[Begin]
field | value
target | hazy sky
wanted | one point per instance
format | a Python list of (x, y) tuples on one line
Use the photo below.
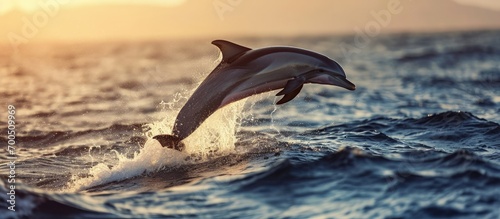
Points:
[(32, 20)]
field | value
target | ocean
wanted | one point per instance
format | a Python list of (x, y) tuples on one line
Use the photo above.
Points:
[(418, 138)]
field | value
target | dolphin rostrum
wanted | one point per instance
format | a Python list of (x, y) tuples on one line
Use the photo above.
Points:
[(244, 72)]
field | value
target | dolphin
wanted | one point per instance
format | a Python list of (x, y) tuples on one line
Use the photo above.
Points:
[(244, 72)]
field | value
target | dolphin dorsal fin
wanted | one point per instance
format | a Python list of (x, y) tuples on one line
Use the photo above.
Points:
[(230, 51)]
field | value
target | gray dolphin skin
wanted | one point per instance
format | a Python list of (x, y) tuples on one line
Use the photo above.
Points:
[(244, 72)]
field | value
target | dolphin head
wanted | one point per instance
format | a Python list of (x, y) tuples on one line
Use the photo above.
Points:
[(329, 72)]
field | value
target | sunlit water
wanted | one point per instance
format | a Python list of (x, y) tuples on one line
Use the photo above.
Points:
[(419, 138)]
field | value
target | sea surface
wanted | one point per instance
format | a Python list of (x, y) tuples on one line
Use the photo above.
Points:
[(418, 138)]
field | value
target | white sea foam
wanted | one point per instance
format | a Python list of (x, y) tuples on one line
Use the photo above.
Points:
[(215, 137)]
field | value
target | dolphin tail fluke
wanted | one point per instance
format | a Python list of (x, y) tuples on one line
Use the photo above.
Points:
[End]
Stated goal -
Ignore the images and quote every line of the listing exactly.

The response -
field | value
target | hazy sky
wanted | one point per instance
format | a Python list of (x, y) tuples on one line
Use the photo below.
Points:
[(32, 20)]
field | value
target | ocean
wanted | one point per instance
format | a Python list of (x, y) tuples on one line
Use the photo above.
Points:
[(418, 138)]
field | value
target | dolphin rostrum
wanted | one point per instance
format | a Python list of (x, y) tuples on one line
Use the photo above.
Points:
[(244, 72)]
field | value
target | dolphin
wanted | one point per instance
format | a Python list of (x, y) tuples on one line
Use the photo above.
Points:
[(244, 72)]
field | value
target | dolphin dorsal fin
wanted | one point per instance
format | a Python list of (x, y) tuples on one line
Use the photo above.
Points:
[(230, 51)]
field | value
target | gray dolphin skin
wanted | one point per instance
format | a Python list of (x, y) tuples on one line
Use the photo above.
Points:
[(244, 72)]
field | value
target | dolphin head
wanted | one point per instance
format | a Python list of (x, y) tuples on one line
Use the photo above.
Points:
[(329, 72)]
field | value
target | sunlit water
wanted | one point per instance
format | a Python list of (x, y) tuples on one line
Use the photo above.
Points:
[(419, 138)]
field | value
target | sea surface
wanted | one point per instance
format | a Python list of (x, y) tuples on one line
Use the photo above.
Points:
[(418, 138)]
field | value
target | white sea foam
wanted | one point per instance
format | a Python list of (x, y) tuples on one line
Use the photo above.
Points:
[(215, 137)]
field | value
target | dolphin tail fluke
wanted | one point per instance
format | a Python list of (x, y) tuples on one line
Use the photo above.
Points:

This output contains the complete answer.